▶ Problem statement: Output only the lines from the one holding "Can you see the utility" to the end of the data below, please, copied exactly.

Part of a data file:
>> START

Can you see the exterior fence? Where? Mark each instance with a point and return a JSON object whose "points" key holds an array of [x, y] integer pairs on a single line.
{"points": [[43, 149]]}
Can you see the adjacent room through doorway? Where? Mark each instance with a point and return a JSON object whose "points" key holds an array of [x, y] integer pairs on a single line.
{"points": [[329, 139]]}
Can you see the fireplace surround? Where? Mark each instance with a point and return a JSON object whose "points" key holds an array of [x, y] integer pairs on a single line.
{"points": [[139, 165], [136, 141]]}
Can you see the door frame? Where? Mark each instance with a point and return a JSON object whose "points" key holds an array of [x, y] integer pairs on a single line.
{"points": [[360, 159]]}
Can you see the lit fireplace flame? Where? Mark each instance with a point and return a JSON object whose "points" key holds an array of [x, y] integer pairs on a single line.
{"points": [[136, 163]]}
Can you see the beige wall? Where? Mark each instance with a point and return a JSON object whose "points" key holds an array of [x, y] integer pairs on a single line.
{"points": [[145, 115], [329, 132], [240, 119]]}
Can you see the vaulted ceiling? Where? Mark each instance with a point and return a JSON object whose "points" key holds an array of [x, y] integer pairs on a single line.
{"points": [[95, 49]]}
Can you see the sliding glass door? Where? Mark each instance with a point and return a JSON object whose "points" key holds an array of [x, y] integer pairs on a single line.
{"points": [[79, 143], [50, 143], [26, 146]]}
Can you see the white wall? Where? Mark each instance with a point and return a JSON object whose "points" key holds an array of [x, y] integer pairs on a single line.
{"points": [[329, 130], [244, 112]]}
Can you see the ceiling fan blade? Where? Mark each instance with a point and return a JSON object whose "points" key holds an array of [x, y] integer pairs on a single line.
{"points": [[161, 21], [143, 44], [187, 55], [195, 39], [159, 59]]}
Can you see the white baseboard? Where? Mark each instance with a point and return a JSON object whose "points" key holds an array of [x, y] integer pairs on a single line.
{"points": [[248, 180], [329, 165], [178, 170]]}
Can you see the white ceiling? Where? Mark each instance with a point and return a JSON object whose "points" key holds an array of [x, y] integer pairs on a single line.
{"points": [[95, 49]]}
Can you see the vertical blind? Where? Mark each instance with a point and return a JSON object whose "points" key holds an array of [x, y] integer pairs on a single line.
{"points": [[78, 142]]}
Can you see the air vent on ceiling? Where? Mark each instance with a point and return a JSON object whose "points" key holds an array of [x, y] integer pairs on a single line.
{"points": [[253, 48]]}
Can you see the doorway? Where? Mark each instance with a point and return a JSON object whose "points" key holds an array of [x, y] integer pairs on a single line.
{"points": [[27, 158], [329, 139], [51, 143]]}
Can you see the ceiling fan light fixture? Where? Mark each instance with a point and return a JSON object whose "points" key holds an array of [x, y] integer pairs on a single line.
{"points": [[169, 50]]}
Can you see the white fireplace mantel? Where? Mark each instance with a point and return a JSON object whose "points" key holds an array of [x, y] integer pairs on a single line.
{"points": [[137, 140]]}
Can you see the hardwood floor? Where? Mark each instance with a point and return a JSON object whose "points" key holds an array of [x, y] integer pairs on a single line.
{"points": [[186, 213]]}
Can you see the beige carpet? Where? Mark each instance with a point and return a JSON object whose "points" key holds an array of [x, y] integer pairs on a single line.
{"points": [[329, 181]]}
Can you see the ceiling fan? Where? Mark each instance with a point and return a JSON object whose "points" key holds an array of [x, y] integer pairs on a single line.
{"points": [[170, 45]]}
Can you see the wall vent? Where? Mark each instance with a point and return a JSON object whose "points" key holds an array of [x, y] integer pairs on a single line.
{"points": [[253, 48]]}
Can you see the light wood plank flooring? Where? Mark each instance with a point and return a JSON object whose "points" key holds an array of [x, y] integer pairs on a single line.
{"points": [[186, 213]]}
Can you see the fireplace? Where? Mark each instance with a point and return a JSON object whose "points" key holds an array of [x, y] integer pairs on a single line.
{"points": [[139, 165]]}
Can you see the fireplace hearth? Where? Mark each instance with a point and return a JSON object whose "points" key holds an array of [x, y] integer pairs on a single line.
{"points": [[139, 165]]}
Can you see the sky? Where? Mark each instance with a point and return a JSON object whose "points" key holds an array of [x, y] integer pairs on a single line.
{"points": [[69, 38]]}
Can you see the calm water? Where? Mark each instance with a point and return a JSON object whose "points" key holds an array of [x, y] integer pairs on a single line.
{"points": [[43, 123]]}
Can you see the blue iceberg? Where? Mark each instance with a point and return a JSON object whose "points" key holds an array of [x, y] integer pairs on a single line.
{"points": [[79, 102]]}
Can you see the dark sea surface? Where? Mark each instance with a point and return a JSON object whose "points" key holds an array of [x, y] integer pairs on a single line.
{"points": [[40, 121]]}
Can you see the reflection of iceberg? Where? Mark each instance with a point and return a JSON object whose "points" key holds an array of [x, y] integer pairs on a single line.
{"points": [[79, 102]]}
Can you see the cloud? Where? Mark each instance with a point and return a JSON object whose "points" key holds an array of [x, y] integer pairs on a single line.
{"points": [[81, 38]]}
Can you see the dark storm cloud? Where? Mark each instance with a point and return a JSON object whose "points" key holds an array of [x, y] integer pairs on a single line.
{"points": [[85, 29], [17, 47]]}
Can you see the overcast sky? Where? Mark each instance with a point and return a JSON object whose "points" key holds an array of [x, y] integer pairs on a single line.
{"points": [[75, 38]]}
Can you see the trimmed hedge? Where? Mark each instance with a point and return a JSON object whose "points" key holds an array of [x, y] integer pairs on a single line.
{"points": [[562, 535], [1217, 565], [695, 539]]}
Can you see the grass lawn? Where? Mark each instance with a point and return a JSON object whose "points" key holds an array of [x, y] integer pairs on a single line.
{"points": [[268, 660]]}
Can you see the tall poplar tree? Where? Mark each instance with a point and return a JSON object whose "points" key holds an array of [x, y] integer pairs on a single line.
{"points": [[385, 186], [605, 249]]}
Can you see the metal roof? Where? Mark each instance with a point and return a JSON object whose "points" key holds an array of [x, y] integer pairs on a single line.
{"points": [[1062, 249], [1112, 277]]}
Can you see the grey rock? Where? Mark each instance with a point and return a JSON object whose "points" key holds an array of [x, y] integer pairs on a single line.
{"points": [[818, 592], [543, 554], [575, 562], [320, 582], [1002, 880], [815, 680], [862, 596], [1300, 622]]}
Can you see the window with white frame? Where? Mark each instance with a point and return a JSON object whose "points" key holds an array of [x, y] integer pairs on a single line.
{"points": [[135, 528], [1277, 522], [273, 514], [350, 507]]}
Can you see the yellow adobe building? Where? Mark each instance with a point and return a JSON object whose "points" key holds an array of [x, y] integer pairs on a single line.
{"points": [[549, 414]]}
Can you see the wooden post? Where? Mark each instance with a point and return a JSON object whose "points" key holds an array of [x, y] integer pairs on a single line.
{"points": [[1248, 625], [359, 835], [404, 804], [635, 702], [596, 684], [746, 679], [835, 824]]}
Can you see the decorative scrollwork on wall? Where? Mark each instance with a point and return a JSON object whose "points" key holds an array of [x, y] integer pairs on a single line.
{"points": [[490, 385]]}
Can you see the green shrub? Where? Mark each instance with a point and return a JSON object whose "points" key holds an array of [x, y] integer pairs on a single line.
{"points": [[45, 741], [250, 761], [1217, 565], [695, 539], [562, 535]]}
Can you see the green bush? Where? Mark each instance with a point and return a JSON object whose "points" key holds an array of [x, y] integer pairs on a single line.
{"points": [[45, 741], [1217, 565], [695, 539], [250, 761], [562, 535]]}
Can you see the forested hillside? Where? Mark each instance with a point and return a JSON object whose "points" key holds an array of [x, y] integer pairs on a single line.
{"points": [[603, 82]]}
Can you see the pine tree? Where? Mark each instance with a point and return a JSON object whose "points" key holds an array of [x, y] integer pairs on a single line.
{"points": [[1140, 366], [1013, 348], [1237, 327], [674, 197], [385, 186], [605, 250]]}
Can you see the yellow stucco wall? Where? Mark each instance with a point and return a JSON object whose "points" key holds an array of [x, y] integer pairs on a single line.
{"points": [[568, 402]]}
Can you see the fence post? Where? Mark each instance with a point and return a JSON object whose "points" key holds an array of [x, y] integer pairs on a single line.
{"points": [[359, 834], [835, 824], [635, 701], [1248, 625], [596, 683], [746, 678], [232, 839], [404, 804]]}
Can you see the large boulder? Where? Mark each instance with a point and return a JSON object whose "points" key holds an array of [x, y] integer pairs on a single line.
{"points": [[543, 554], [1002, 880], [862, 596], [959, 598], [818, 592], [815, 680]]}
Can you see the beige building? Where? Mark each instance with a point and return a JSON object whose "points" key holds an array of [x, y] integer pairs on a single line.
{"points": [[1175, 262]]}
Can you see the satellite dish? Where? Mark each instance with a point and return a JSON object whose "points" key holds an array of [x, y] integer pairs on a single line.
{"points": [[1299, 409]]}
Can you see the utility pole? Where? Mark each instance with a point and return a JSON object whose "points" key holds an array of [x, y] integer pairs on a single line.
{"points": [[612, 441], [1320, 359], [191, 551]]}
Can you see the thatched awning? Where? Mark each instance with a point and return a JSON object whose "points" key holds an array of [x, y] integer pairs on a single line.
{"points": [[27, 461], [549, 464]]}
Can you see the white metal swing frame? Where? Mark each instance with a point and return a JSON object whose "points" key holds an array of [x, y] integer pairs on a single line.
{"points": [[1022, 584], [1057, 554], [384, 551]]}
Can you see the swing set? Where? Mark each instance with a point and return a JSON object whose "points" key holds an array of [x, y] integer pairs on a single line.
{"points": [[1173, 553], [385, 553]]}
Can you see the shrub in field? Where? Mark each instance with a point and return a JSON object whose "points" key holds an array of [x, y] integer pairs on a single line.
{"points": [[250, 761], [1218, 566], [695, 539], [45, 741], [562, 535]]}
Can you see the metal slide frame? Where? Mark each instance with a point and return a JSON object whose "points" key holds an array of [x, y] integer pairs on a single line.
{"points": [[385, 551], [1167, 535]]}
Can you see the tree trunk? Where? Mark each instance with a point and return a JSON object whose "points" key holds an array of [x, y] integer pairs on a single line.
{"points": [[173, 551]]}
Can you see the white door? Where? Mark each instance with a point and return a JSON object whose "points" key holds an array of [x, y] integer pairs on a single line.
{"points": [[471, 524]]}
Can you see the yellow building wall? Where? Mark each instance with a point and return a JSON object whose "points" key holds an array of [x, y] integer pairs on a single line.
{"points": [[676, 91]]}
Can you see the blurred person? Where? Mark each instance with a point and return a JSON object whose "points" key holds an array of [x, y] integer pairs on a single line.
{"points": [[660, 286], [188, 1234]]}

>> END

▶ Answer in full:
Can you see the utility pole? Where? Mark each instance with a point and return a JSON object whose "points" key holds an array of [x, y] integer pairs on a single line.
{"points": [[612, 441], [1320, 359], [191, 551]]}
Can you see the thatched awning? Where? Mark each instance with a point and return a JSON object whose "points" key holds an array of [x, y] integer pairs on a single line.
{"points": [[27, 461], [549, 464]]}
Can you see the white metal swing frame? Where? Mark each instance with a point and return a JSON object whose "points" key holds an array of [x, y] integer pairs on a single line.
{"points": [[1022, 584], [1057, 554], [384, 551]]}
Can you see the swing set? Where? Mark each instance with a point and return a JSON object whose "points" key holds an array of [x, y] integer pairs on a single line.
{"points": [[1173, 553], [385, 553]]}
Can you see the shrub in field? Where? Mark each instance with a point and return a JSON object whose "points" key holds an array of [x, y] integer pairs on a single line.
{"points": [[250, 761], [1218, 566], [695, 539], [45, 741], [562, 535]]}
Can you see the metal slide frame? Where? Mark each instance with a point and return a JSON object whose "points" key holds an array of [x, y] integer pairs on a single line.
{"points": [[385, 551], [1167, 535]]}
Can you see the tree trunk? Where? Mark each instance with a point and return a JSON object whose "points" key holds an array of [x, y] integer pairs on a single line.
{"points": [[173, 551]]}
Can you see the white door? Where? Mark each instance with a point and return a JSON object whose "points" key holds an array of [x, y] integer pairs on a single line.
{"points": [[471, 524]]}
Can you see the yellow building wall? Where? Mark each instance with a point and return a JSON object whose "points" key holds an array of [x, y] integer pairs on a single line.
{"points": [[676, 91]]}
Can you see the blurred person? Where? Mark each instance with a point and return a JSON object whose "points" key holds an array of [x, y] integer pairs on a single line.
{"points": [[660, 286], [188, 1234]]}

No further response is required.